+++ PASSAGE SHOWN +++
We already disallow several C++ idioms - like multiple inheritance, using a type as both a value and a reference type, and head const. We believe that these are bad design patterns, despite them being used often in C++.

I do not dispute that deep copy is commonly used in C++. I challenge the idea that it is a good design pattern, i.e. better than using copy-on-write.

December 10, 2012
On Monday, 10 December 2012 at 03:53:04 UTC, Walter Bright wrote:
> I do not dispute that deep copy is commonly used in C++. I challenge the idea that it is a good design pattern, i.e. better than using copy-on-write.




Ignoring the design issue, it's plain faster -- for COW you have to perform checks on every call.
December 10, 2012
On Sunday, December 09, 2012 19:52:15 Walter Bright wrote:
> We already disallow several C++ idioms - like multiple inheritance, using a type as both a value and a reference type, and head const. We believe that these are bad design patterns, despite them being used often in C++.

Well, I certainly dispute that deep copying with copy constructors or postblits is as bad as you seem to think that it is. It's often sub-optimal to be sure, but it's also often overkill to do something like COW given its extra level of complexity. I think that there's a world of difference between disallowing multiple inheritance and disallowing objects which are deep copied when they're copied.

> I do not dispute that deep copy is commonly used in C++. I challenge the idea that it is a good design pattern, i.e. better than using copy-on-write.
+++ RECORDS SUPPLIED +++
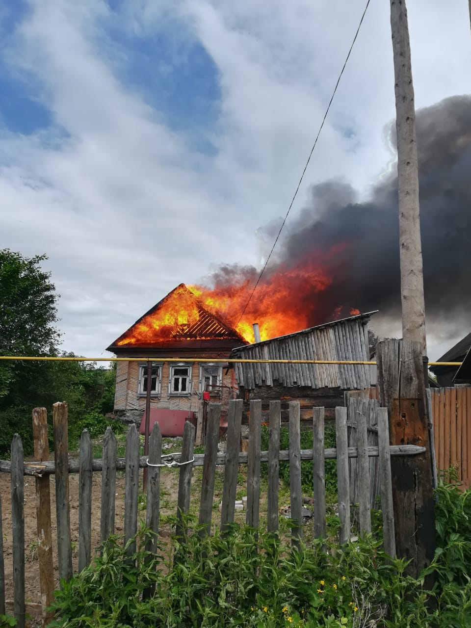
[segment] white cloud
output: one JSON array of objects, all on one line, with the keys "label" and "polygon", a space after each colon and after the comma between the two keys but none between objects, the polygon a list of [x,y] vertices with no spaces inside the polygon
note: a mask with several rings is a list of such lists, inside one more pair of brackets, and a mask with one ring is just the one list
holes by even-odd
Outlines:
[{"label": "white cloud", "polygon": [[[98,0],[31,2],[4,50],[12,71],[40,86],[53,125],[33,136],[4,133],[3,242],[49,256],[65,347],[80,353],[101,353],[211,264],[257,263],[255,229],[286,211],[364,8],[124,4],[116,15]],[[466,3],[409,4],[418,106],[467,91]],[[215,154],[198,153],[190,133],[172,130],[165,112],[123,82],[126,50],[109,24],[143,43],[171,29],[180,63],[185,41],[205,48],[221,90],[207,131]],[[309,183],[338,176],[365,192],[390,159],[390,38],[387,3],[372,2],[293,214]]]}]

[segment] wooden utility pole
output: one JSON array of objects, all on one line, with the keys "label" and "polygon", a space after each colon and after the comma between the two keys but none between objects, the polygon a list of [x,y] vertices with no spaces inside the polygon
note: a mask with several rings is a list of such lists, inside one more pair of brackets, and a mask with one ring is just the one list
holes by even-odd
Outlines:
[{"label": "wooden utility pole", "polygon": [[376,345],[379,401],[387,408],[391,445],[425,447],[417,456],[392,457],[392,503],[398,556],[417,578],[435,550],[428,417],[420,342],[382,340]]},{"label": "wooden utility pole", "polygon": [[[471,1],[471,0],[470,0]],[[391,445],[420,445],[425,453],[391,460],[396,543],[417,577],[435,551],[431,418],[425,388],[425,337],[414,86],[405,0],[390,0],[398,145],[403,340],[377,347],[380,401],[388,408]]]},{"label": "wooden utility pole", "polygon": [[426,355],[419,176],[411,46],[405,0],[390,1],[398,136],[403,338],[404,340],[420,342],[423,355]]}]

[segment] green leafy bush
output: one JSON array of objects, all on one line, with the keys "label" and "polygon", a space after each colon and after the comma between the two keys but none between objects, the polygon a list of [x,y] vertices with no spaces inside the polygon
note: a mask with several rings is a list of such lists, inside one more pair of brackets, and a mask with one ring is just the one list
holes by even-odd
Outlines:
+++
### TO BE DONE
1 - According to the discussion of deep copy and copy-on-write, why is deep copy faster than copy-on-write, setting the design question aside?
2 - List the C++ idioms that the discussion of deep copy and copy-on-write says are already disallowed.
3 - Carry the discussion of deep copy and copy-on-write forward from its final quoted line with the reply that follows that quotation.

### TASK RESULTS
1 - Copy-on-write requires checks to be performed on every call, and deep copy avoids that cost.

2 -
- Multiple inheritance
- Using a type as both a value and a reference type
- Head const

3 -
It's a easier to implement normal, deep copying than COW and a less error- prone. It's also less code. Particularly if you don't need the extra speed of COW, it actually seems better to me to simply do a deep copy with postblit. Why go to the extra effort of making COW work correctly if a simple, deep copy does the trick just fine? If you _do_ need the extra efficiency of COW, then you'll do it anyway. But plenty of folks won't need it and won't want to bother. Why force it on them?

Not to mention, unless you can find ways to implement everything that you'd need a postblit or copy constructor to do without them and get rid of postblits, doing deep copies is going to be possible. And in the process of getting rid of postblits, you could easily end up disallowing other stuff which was useful and innocuous (e.g. something as simple as being able to print out when an object is copied when debugging).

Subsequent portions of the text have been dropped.